### [Problem]
Reproduce only the lines from the line containing "Identify a point on each instance of the building roof, one" to the end of the entries below, including both of those lines.

++++++

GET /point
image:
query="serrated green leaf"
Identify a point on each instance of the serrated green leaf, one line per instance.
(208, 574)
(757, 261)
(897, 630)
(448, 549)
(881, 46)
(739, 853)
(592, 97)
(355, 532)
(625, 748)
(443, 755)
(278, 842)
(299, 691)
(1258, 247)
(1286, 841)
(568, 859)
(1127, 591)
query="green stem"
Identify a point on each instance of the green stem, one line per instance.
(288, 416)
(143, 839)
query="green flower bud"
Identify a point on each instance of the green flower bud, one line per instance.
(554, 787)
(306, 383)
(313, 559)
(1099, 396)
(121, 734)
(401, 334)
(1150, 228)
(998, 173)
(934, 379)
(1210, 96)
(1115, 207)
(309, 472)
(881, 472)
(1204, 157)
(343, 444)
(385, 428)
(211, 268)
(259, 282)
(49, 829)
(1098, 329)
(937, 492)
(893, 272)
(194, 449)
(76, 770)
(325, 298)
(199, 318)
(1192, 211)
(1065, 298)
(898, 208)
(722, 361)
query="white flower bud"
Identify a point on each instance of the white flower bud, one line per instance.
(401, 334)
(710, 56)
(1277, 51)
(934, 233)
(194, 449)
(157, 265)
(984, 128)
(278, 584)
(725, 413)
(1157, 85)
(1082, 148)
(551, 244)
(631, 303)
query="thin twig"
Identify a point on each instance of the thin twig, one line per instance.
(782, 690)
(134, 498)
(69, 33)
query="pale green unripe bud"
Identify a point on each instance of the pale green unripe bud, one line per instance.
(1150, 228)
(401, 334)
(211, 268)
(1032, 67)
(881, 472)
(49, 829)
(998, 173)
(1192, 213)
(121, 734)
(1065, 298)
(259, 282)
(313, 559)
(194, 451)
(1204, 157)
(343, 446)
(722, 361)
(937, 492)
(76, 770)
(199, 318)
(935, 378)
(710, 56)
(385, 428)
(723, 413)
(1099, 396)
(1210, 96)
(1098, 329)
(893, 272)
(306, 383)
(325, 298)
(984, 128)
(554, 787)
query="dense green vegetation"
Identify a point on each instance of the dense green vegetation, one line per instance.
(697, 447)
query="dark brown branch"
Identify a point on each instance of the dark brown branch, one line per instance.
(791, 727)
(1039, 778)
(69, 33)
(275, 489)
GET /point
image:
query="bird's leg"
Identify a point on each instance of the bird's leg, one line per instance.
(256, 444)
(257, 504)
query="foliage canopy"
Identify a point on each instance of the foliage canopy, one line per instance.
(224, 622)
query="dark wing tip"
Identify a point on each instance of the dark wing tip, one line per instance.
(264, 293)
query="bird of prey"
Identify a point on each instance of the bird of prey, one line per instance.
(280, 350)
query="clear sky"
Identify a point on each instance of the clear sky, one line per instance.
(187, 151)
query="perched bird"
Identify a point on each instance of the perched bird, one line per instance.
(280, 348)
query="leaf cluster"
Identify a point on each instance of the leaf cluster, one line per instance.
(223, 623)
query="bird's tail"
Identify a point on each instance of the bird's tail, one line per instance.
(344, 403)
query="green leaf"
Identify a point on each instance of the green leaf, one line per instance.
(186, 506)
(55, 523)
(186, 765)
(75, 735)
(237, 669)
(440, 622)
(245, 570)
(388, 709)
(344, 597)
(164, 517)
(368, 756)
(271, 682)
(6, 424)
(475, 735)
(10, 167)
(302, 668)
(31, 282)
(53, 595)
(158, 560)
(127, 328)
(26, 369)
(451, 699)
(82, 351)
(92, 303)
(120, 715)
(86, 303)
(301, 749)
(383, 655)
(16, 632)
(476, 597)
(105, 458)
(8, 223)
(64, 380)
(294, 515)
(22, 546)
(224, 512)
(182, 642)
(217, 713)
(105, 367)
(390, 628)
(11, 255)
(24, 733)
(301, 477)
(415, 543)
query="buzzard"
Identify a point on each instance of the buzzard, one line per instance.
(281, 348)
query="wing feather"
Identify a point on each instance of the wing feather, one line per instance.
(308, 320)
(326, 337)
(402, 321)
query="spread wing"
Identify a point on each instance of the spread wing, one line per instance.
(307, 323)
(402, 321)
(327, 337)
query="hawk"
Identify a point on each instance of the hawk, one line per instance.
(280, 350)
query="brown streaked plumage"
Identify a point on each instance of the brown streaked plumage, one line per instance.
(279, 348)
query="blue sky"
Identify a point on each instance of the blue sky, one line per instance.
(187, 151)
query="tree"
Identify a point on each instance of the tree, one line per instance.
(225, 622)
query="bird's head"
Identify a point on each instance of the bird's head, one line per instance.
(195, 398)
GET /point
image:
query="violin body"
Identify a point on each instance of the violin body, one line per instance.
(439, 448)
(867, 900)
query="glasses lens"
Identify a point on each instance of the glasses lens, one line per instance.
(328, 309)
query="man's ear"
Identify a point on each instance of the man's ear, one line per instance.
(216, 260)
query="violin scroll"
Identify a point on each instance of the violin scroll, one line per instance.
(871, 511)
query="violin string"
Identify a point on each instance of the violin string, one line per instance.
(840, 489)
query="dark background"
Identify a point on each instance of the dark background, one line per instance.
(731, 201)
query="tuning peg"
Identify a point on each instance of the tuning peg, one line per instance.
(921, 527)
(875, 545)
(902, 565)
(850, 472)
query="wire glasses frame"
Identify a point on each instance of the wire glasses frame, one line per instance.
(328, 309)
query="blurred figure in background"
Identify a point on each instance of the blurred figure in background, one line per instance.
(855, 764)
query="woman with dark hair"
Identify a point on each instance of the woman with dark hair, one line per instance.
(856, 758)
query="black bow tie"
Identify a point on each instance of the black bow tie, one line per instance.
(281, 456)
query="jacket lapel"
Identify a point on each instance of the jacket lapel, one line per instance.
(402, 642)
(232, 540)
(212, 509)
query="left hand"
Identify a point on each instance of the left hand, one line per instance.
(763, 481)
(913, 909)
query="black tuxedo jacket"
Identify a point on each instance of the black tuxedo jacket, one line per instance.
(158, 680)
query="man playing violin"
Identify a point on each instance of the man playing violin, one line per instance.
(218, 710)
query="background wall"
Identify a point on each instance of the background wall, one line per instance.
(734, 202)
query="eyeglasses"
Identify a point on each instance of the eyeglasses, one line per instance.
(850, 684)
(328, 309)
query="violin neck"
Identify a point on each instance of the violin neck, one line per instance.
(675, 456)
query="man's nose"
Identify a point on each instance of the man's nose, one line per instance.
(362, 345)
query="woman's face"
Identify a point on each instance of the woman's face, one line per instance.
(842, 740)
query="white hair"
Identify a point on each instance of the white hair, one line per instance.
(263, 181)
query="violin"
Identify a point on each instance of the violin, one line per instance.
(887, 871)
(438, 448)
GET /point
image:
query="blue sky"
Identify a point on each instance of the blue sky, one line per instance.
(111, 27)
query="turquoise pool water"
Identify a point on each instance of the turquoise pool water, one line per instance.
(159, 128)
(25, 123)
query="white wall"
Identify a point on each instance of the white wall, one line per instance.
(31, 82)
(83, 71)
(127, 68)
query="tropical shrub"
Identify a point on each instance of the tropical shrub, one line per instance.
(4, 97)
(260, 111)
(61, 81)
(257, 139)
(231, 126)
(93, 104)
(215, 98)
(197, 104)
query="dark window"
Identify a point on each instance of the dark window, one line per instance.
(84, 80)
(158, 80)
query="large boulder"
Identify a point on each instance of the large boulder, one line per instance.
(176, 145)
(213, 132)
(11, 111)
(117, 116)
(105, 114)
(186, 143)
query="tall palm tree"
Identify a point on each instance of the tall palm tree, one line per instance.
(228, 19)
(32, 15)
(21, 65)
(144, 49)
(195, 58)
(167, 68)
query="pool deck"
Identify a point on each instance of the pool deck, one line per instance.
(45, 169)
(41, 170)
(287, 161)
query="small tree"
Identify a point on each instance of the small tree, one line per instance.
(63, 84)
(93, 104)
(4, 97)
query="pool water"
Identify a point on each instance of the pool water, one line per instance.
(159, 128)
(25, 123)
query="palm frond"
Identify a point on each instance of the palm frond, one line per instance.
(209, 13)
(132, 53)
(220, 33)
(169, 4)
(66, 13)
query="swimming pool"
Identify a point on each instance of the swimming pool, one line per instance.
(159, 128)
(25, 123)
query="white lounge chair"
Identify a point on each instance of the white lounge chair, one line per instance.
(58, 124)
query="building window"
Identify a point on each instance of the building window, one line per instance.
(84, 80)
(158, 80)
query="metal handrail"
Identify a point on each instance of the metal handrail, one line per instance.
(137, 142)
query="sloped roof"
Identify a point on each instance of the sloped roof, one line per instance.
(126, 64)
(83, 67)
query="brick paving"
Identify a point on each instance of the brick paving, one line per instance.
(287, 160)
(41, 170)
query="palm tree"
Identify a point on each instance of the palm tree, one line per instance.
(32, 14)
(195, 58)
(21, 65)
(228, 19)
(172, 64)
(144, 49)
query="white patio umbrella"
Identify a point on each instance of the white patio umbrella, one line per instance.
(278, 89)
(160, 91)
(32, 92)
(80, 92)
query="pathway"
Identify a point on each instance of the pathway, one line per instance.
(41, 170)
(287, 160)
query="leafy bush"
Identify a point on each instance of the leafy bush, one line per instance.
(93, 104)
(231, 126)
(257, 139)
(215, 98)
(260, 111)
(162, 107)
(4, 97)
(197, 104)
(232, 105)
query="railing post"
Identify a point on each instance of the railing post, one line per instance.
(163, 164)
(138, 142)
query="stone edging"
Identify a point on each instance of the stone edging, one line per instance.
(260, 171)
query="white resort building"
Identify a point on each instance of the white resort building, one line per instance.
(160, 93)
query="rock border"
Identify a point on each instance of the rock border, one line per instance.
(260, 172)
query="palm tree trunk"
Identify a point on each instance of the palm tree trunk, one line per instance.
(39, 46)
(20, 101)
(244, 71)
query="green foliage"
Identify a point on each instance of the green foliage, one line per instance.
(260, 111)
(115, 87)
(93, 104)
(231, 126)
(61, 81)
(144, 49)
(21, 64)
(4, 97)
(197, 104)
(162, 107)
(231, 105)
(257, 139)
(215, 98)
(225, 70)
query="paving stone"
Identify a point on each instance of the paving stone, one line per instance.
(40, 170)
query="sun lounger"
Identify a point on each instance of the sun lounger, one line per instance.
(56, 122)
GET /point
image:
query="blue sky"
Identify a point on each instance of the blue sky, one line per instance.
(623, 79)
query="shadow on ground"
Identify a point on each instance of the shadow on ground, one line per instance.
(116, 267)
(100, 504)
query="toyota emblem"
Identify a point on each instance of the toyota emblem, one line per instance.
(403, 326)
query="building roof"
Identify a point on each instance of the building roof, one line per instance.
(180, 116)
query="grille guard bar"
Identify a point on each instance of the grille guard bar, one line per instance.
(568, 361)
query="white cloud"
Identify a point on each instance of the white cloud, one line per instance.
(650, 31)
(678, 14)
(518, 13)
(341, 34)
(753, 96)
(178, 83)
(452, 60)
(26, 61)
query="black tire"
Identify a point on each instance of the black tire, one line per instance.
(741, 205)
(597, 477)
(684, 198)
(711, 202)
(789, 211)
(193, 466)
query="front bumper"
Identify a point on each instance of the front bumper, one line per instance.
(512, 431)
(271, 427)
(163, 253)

++++++

### [Completed task]
Identify a point on each instance of the building roof, one line per instance.
(180, 116)
query="grille guard bar"
Identify a point on each instance of the grille guard bar, one line per instance.
(568, 361)
query="white cloud"
Identify a point on each instance of the white cloud, one line per instance.
(650, 31)
(678, 14)
(518, 13)
(341, 34)
(753, 96)
(178, 83)
(452, 60)
(26, 61)
query="black tire"
Identify a point on each instance of the black tire, one line per instance.
(741, 205)
(597, 477)
(684, 198)
(711, 202)
(789, 211)
(193, 466)
query="front bumper"
Identify a point on each instance of the front bumper, one line per instance.
(512, 431)
(271, 427)
(163, 253)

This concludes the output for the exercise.